## Aim
Please print the data exactly, starting from its first line and ending with the line containing "pixel 157 97", both included.

Point-based annotation data:
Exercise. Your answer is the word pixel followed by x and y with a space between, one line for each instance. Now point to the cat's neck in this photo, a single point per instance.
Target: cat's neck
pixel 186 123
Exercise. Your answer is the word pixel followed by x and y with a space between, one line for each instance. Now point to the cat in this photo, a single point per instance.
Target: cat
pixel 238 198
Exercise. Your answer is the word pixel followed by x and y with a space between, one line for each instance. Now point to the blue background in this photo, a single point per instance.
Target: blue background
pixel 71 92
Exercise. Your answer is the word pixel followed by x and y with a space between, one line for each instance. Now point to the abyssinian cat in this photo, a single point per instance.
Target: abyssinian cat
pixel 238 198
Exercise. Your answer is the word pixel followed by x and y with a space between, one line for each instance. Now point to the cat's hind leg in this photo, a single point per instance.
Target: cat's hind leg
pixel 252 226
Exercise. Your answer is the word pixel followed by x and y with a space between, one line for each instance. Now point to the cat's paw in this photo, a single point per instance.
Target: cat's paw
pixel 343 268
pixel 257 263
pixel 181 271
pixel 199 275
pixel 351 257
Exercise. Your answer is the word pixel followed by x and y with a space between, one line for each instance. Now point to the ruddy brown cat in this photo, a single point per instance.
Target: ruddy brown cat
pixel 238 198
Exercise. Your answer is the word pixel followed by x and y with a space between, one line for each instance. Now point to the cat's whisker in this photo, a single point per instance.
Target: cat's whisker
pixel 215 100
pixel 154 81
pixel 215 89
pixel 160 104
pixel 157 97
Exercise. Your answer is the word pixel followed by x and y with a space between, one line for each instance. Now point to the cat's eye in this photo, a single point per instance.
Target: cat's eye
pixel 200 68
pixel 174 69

## Response
Exercise. Your answer is the word pixel followed by x and y with a space between, one line for each instance. Now point to the cat's neck in this photo, a single point per instance.
Target: cat's neck
pixel 186 123
Exercise. Your answer is the word pixel followed by x and y with a space between, one line for each instance. Now point to the cat in this photo, a single point per instance.
Target: cat
pixel 238 198
Exercise. Your answer is the word pixel followed by x and y with a space between, one line for each instance. Now point to the blue background in this photo, a single point per instance.
Target: blue background
pixel 71 92
Exercise. Your answer is the word pixel followed by x and y with a space between, one line for each instance. Now point to the abyssinian cat in this photo, a single point per instance.
Target: abyssinian cat
pixel 238 198
Exercise. Your answer is the word pixel followed by x and y with a space between, one line for each instance. Now point to the cat's hind leg in this photo, a single point per instance.
Target: cat's hind leg
pixel 252 226
Exercise. Your answer is the word pixel followed by x and y with a space between, one line for each instance. Now point to the cat's paw in this photo, a single point per instance.
Target: cat's paw
pixel 343 268
pixel 257 263
pixel 181 271
pixel 199 275
pixel 351 257
Exercise. Your answer is the word pixel followed by x and y with a space between, one line for each instance. Now point to the ruddy brown cat in this photo, a single point per instance.
Target: ruddy brown cat
pixel 238 198
Exercise. Your answer is the word pixel followed by x and y with a space between, one line for each instance. Now point to the cat's whisker in this photo, a single point per instance.
Target: cat's whisker
pixel 215 100
pixel 154 81
pixel 215 89
pixel 160 104
pixel 157 97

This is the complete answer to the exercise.